(Your assignment) Edit the listing below so that each "positive clicks" becomes "foreground clicks", and leave every other part of it unchanged.

╭─ Recorded data

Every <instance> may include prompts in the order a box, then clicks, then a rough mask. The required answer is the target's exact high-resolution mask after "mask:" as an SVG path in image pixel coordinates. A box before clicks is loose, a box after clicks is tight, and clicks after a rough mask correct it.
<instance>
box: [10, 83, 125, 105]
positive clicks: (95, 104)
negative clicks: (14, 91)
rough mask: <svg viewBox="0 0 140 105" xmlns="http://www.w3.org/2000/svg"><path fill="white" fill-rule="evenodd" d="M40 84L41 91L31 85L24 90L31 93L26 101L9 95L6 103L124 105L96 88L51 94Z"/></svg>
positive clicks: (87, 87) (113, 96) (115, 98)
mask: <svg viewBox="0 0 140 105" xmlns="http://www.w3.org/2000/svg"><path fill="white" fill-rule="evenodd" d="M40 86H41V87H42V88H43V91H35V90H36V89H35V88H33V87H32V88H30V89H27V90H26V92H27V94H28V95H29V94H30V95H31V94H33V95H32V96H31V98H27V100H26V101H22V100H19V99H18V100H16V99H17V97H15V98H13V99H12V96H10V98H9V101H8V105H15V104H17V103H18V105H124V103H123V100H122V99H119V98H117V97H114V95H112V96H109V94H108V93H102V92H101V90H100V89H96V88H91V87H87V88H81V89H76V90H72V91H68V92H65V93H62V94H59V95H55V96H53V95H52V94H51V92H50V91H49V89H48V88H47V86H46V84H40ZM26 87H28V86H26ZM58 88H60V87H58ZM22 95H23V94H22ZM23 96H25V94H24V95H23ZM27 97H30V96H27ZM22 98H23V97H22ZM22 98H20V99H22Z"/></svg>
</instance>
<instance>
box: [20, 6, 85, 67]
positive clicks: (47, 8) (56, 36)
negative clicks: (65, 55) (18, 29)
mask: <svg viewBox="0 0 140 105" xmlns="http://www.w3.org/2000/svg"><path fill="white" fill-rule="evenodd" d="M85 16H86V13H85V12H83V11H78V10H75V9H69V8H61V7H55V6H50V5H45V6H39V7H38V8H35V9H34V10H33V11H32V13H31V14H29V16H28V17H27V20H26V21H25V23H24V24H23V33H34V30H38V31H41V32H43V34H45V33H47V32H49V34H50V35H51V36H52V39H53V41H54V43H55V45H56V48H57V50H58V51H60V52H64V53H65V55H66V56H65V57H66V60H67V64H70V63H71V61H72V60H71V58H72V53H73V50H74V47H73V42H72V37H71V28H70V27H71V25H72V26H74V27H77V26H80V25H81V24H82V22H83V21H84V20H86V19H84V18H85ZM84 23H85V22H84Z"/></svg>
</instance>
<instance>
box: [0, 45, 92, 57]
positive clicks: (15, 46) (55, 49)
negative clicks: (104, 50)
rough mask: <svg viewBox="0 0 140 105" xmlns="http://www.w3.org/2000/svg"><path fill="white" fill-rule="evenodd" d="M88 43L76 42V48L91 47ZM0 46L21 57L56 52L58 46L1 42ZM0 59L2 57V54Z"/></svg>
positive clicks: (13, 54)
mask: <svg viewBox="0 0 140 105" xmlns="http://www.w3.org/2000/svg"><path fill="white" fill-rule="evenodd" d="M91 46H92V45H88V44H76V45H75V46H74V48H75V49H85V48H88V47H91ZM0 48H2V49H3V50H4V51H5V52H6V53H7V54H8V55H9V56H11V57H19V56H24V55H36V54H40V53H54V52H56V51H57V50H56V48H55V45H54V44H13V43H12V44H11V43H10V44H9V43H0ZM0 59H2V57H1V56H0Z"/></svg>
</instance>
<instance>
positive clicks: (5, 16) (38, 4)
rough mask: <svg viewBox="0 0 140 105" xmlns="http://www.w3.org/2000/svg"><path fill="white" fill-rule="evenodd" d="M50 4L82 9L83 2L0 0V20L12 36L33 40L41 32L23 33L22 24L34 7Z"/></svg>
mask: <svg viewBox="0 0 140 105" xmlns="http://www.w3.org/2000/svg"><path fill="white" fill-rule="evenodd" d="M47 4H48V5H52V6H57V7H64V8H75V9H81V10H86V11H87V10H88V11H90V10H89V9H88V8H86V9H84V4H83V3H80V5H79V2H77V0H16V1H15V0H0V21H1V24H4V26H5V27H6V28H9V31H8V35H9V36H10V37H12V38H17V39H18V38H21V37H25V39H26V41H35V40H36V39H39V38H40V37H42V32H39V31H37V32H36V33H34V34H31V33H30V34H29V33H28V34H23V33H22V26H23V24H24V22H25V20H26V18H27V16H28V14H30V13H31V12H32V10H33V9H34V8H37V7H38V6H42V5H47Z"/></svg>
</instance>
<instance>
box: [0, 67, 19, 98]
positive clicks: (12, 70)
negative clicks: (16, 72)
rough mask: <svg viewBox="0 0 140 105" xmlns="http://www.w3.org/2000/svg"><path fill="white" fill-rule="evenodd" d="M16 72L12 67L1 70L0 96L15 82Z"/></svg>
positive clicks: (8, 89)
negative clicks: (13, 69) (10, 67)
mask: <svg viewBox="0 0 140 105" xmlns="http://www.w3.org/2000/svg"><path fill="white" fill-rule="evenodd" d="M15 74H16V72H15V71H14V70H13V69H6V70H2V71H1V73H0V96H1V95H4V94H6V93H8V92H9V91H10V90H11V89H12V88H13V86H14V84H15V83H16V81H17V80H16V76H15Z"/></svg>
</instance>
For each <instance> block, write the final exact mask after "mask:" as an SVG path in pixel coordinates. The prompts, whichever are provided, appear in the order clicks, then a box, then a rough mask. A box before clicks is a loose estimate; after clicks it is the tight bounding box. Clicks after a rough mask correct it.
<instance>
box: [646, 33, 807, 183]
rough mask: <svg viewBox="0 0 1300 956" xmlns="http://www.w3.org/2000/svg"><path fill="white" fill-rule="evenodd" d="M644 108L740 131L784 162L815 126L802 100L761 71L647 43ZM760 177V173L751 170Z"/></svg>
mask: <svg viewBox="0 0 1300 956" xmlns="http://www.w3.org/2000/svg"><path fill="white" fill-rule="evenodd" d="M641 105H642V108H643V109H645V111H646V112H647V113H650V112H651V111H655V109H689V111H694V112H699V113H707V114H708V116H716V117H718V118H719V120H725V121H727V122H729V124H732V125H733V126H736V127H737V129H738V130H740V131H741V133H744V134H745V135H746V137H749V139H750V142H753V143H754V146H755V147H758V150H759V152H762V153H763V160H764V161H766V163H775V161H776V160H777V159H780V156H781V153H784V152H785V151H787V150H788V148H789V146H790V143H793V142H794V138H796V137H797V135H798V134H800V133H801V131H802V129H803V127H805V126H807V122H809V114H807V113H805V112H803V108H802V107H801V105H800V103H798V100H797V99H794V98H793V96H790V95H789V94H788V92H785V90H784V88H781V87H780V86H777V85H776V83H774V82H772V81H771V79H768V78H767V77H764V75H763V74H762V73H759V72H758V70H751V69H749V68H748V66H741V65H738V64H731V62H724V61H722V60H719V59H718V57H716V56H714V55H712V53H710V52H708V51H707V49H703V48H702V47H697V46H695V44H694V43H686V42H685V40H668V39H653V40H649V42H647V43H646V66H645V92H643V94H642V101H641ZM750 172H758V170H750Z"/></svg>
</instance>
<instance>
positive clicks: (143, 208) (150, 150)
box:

╰─

(The completed task)
Every <instance> may include prompts in the order a box, then clicks, then a rough mask. The required answer is the target's exact high-resolution mask after "mask:" as an SVG path in image pixel coordinates. A box before clicks is loose, a box after clicks is tight, and clicks after a rough mask correct it.
<instance>
box: [10, 83, 125, 105]
foreground clicks: (95, 104)
negative clicks: (14, 91)
rough mask: <svg viewBox="0 0 140 105" xmlns="http://www.w3.org/2000/svg"><path fill="white" fill-rule="evenodd" d="M40 84L41 91L31 85L24 90L31 93L26 101L9 95L6 103L124 105L96 88L51 94Z"/></svg>
foreground clicks: (87, 87) (113, 96) (115, 98)
mask: <svg viewBox="0 0 140 105" xmlns="http://www.w3.org/2000/svg"><path fill="white" fill-rule="evenodd" d="M40 86H41V87H42V88H43V91H35V90H36V89H35V88H33V87H32V88H30V89H27V90H26V92H27V94H28V95H29V94H30V95H31V94H33V95H32V96H31V98H27V100H26V101H22V100H19V99H18V100H16V99H17V97H15V98H13V99H12V96H10V98H9V101H8V105H15V104H17V103H18V105H124V103H123V100H122V99H119V98H117V97H114V95H112V96H109V94H108V93H102V92H101V90H100V89H96V88H91V87H87V88H81V89H76V90H72V91H68V92H65V93H62V94H59V95H55V96H53V95H52V94H51V92H50V91H49V89H48V88H47V86H46V84H40ZM26 87H28V86H26ZM58 88H60V87H58ZM22 95H23V94H22ZM23 96H25V94H24V95H23ZM27 97H30V96H27ZM22 98H23V97H22ZM22 98H20V99H22Z"/></svg>
</instance>
<instance>
box: [20, 6, 85, 67]
foreground clicks: (47, 8) (56, 36)
negative clicks: (65, 55) (18, 29)
mask: <svg viewBox="0 0 140 105" xmlns="http://www.w3.org/2000/svg"><path fill="white" fill-rule="evenodd" d="M85 16H86V13H85V12H83V11H78V10H75V9H69V8H61V7H55V6H50V5H45V6H39V7H38V8H35V9H34V10H33V11H32V13H31V14H29V16H28V17H27V20H26V21H25V23H24V24H23V33H34V30H38V31H41V32H43V34H45V33H47V32H49V34H50V35H51V36H52V39H53V41H54V43H55V45H56V48H57V50H58V51H60V52H64V53H65V55H66V56H65V57H66V60H67V64H70V63H71V61H72V60H71V58H72V53H73V50H74V47H73V42H72V37H71V28H70V27H71V25H72V26H74V27H77V26H80V25H81V24H82V22H83V21H84V20H86V19H84V18H85ZM84 23H85V22H84Z"/></svg>
</instance>
<instance>
box: [0, 45, 92, 57]
foreground clicks: (15, 46) (55, 49)
negative clicks: (104, 50)
rough mask: <svg viewBox="0 0 140 105" xmlns="http://www.w3.org/2000/svg"><path fill="white" fill-rule="evenodd" d="M88 43L76 42V48L91 47ZM0 46L21 57L56 52L58 46L1 42ZM0 59L2 57V54Z"/></svg>
foreground clicks: (13, 54)
mask: <svg viewBox="0 0 140 105" xmlns="http://www.w3.org/2000/svg"><path fill="white" fill-rule="evenodd" d="M91 46H92V45H88V44H76V45H75V46H74V48H75V49H85V48H88V47H91ZM0 48H2V49H3V50H4V51H5V52H6V53H7V54H8V55H9V56H11V57H19V56H24V55H36V54H40V53H54V52H56V51H57V50H56V48H55V45H54V44H13V43H12V44H11V43H10V44H9V43H0ZM0 59H2V57H1V56H0Z"/></svg>
</instance>
<instance>
foreground clicks: (5, 16) (38, 4)
rough mask: <svg viewBox="0 0 140 105" xmlns="http://www.w3.org/2000/svg"><path fill="white" fill-rule="evenodd" d="M50 4L82 9L83 2L0 0V20L12 36L33 40L41 32L23 33L22 24L34 7Z"/></svg>
mask: <svg viewBox="0 0 140 105" xmlns="http://www.w3.org/2000/svg"><path fill="white" fill-rule="evenodd" d="M47 4H48V5H52V6H57V7H64V8H75V9H81V10H86V11H87V10H88V11H90V10H89V9H88V8H86V9H84V4H83V3H80V5H79V2H77V0H16V1H15V0H0V21H1V24H4V26H5V27H6V28H9V31H8V35H9V36H10V37H12V38H17V39H18V38H21V37H25V39H26V41H35V40H36V39H39V38H40V37H42V32H39V31H37V32H36V33H34V34H31V33H30V34H29V33H28V34H23V33H22V26H23V24H24V22H25V20H26V18H27V16H28V14H30V13H31V12H32V10H33V9H34V8H37V7H38V6H42V5H47Z"/></svg>
</instance>
<instance>
box: [0, 67, 19, 98]
foreground clicks: (12, 70)
negative clicks: (16, 72)
rough mask: <svg viewBox="0 0 140 105" xmlns="http://www.w3.org/2000/svg"><path fill="white" fill-rule="evenodd" d="M16 72L12 67L1 70L0 96L15 82Z"/></svg>
foreground clicks: (8, 89)
negative clicks: (13, 69) (10, 67)
mask: <svg viewBox="0 0 140 105" xmlns="http://www.w3.org/2000/svg"><path fill="white" fill-rule="evenodd" d="M15 74H16V72H15V71H14V70H13V69H6V70H2V71H1V73H0V96H1V95H4V94H6V93H8V92H9V91H10V90H11V89H12V88H13V86H14V84H15V83H16V81H17V80H16V76H15Z"/></svg>
</instance>
For each <instance> block, write the final exact mask after "mask:" as an SVG path in pixel coordinates. The prompts, whichever are provided, appear in the order clicks, then a box, then a rough mask. A box before clicks is a loose estimate; after clicks it is the tight bounding box. Clicks after a rough mask correct it.
<instance>
box: [646, 33, 807, 183]
rough mask: <svg viewBox="0 0 1300 956" xmlns="http://www.w3.org/2000/svg"><path fill="white" fill-rule="evenodd" d="M644 108L740 131L784 162L815 126L802 100L761 71L647 43ZM760 177V173L751 170Z"/></svg>
mask: <svg viewBox="0 0 1300 956" xmlns="http://www.w3.org/2000/svg"><path fill="white" fill-rule="evenodd" d="M641 105H642V108H643V109H645V111H646V112H647V113H650V112H651V111H655V109H689V111H694V112H699V113H707V114H708V116H716V117H718V118H719V120H725V121H727V122H729V124H732V125H733V126H736V127H737V129H738V130H740V131H741V133H744V134H745V135H746V137H749V139H750V142H753V143H754V146H755V147H758V150H759V152H762V153H763V160H764V161H766V163H775V161H776V160H777V159H780V156H781V153H784V152H785V151H787V150H788V148H789V146H790V143H793V142H794V138H796V137H797V135H798V134H800V133H801V131H802V129H803V127H805V126H807V122H809V114H807V113H805V112H803V108H802V107H801V105H800V103H798V100H797V99H794V98H793V96H790V95H789V94H788V92H785V90H784V88H781V87H780V86H777V85H776V83H774V82H772V81H771V79H768V78H767V77H764V75H763V74H762V73H759V72H758V70H751V69H749V68H748V66H741V65H738V64H731V62H724V61H722V60H719V59H718V57H716V56H714V55H712V53H710V52H708V51H707V49H703V48H702V47H697V46H695V44H694V43H686V42H685V40H668V39H653V40H649V42H647V43H646V66H645V92H643V94H642V101H641ZM750 172H758V170H750Z"/></svg>
</instance>
<instance>
foreground clicks: (143, 208) (150, 150)
box:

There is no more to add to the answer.